Exercise aim :: Put the lines below into a JSON list of strings, one string per line and no blank lines. Leave the pictures out.

Provided records ::
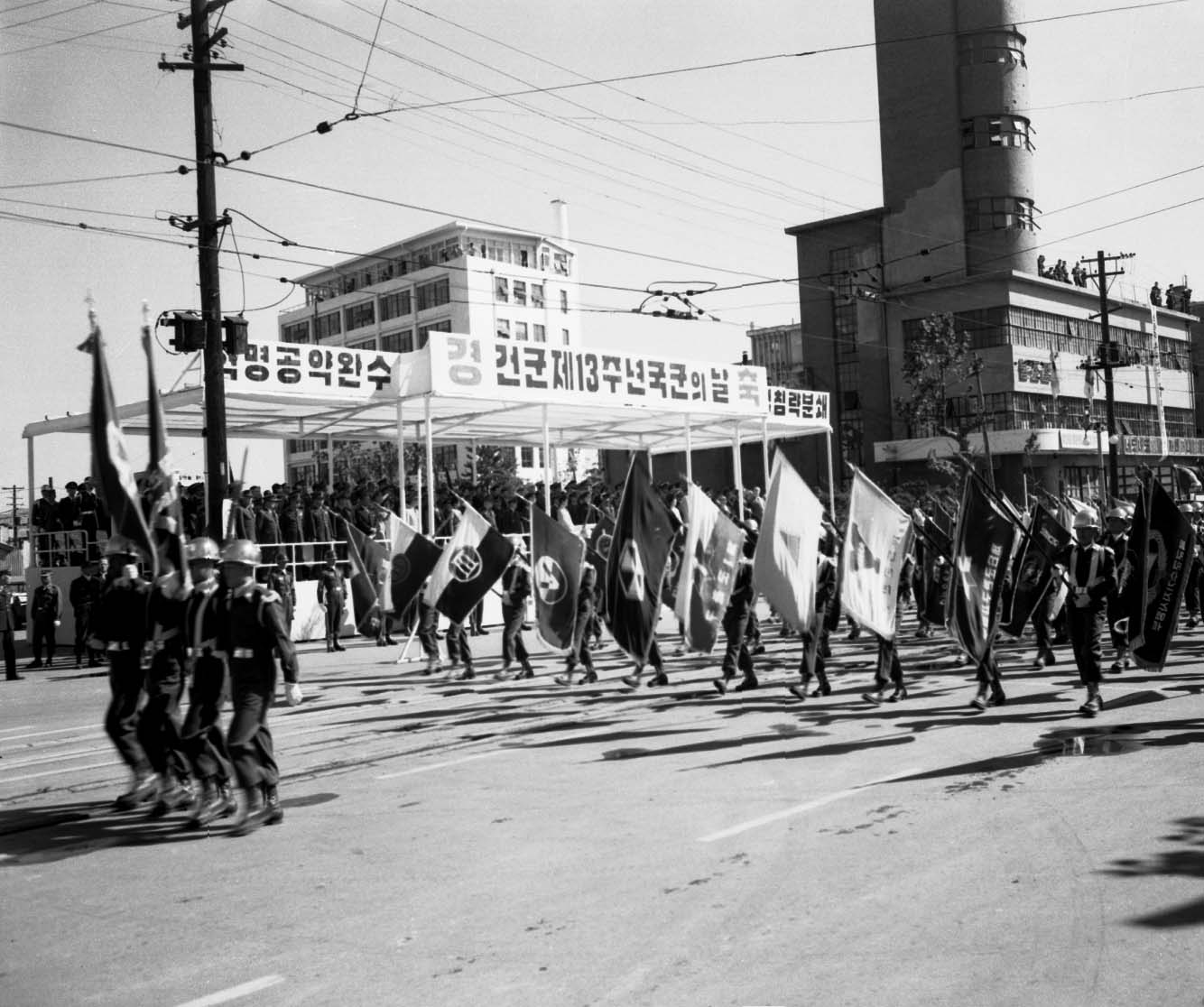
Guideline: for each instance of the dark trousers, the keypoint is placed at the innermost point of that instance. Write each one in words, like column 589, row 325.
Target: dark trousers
column 43, row 635
column 248, row 740
column 159, row 727
column 736, row 653
column 10, row 653
column 204, row 742
column 125, row 681
column 512, row 635
column 458, row 645
column 1086, row 630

Response to this task ::
[
  "Guideline: for each instance of the dark trousers, the keypoint is placed at the innermost point of that instance. Write each one in words, like column 589, row 325.",
  "Target: dark trousers",
  "column 43, row 635",
  "column 248, row 740",
  "column 159, row 727",
  "column 736, row 653",
  "column 10, row 653",
  "column 204, row 742",
  "column 125, row 681",
  "column 512, row 635",
  "column 458, row 645",
  "column 1086, row 630"
]